### Text provided
________________________

Stage set for new, $7 million education center at Ryerson Conservation Area
The stage is being set for a new $7 million environmental education center to replace outdated facilities at the Edward L. Ryerson Conservation Area in Riverwoods.
Lake County Forest Preserve commissioners on Wednesday approved a $573,725 contract with Lake Flato Architects of San Antonio, Texas, to produce construction-ready plans for the project, which would be built in two stages.
The first portion is estimated at $4.3 million and could begin in spring 2022. But the timing of bidding and construction is contingent on the district's securing grants or donations to match its available funding.
Lake Flato was among the six finalists, out of 19 firms in all, that were interviewed by a forest district selection committee before its selection.
"They're one of the most renowned consulting firms for this type of work in the country," said Randy Seebach, the district's director of planning and land preservation.
The facility would allow the district to expand on the educational programming currently offered at two log cabins at Ryerson. Those buildings are at the end of their useful lives and do not comply with accessibility codes, according to the district.
Lake Flato will design a 5,789-square-foot educational center featuring four classrooms, restrooms, storage areas, virtual teaching space, a screened porch and interpretive exhibits. The plan also includes a road realignment and an education loop trail.
The firm will refine a concept that already has been approved and develop construction documents to allow the project to be bid, Seebach said.
The center would be a "net-zero energy" building, meaning it would produce enough renewable energy to meet its own energy consumption requirements. The district will pursue funding from a program offered by the Illinois Clean Energy Community Foundation.
In early June, the forest board shifted $2 million in the capital improvement fund from 2022 to this year to match grants or donations for the facility.
Before the pandemic, about 10,000 students annually participated in educational programs at Ryerson. The classroom cabins are still being used, said Nan Buckardt, the district's director of education.
Since the project is in two parts, only one cabin would be removed to start. That would happen in winter if everything comes together, she added.
"Once we know for sure all the funding is in place, later this fall, we can make plans for our next move," Buckardt said.
According to Seebach, the $573,725 architectural contract will come out of the $2 million the district has set aside as its contribution to the project.
The district previously received a $200,000 donation, which paid for the preparation of the site plan and schematic building design.

________________________

### Records shown
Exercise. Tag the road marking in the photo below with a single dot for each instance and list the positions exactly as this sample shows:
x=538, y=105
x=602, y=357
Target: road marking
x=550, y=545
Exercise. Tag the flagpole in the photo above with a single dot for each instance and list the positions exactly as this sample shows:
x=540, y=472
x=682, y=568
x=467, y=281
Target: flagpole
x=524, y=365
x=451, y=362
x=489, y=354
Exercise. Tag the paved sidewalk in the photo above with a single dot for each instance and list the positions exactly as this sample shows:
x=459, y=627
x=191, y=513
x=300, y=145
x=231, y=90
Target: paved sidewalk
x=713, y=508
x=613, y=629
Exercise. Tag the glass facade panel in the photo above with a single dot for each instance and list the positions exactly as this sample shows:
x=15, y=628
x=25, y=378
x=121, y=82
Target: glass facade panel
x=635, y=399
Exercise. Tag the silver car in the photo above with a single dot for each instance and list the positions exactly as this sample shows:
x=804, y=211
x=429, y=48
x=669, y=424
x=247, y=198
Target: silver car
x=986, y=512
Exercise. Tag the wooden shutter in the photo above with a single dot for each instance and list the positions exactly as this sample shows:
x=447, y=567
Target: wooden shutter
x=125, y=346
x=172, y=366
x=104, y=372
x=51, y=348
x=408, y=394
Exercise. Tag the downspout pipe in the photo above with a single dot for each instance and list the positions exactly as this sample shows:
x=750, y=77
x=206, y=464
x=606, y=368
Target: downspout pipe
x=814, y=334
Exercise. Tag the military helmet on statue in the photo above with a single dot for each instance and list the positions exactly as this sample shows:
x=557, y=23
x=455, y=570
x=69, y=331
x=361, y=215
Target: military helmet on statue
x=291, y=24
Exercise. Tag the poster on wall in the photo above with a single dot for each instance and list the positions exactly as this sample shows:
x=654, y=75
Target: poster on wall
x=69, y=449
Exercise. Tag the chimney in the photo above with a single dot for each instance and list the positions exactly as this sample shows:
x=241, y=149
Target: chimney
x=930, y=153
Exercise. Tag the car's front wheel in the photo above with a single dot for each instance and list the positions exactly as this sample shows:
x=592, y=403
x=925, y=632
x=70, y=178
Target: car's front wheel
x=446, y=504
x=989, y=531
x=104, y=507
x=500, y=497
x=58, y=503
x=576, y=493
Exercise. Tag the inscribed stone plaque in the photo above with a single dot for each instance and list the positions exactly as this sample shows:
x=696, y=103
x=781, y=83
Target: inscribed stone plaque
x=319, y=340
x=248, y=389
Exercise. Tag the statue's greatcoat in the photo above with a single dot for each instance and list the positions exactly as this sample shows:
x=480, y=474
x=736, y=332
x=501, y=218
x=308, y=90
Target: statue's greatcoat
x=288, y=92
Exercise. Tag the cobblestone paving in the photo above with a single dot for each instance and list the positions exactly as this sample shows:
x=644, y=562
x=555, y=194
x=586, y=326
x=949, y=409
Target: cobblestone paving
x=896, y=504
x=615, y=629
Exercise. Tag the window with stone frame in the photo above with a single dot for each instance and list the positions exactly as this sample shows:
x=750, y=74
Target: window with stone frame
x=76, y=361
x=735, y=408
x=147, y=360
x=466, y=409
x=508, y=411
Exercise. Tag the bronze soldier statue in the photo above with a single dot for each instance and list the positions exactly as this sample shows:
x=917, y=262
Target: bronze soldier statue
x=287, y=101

________________________

### Instructions to follow
Reproduce the passage of the Ryerson education center article between "The first portion" and "before its selection.", inclusive, word for word.

### Output for this exercise
The first portion is estimated at $4.3 million and could begin in spring 2022. But the timing of bidding and construction is contingent on the district's securing grants or donations to match its available funding.
Lake Flato was among the six finalists, out of 19 firms in all, that were interviewed by a forest district selection committee before its selection.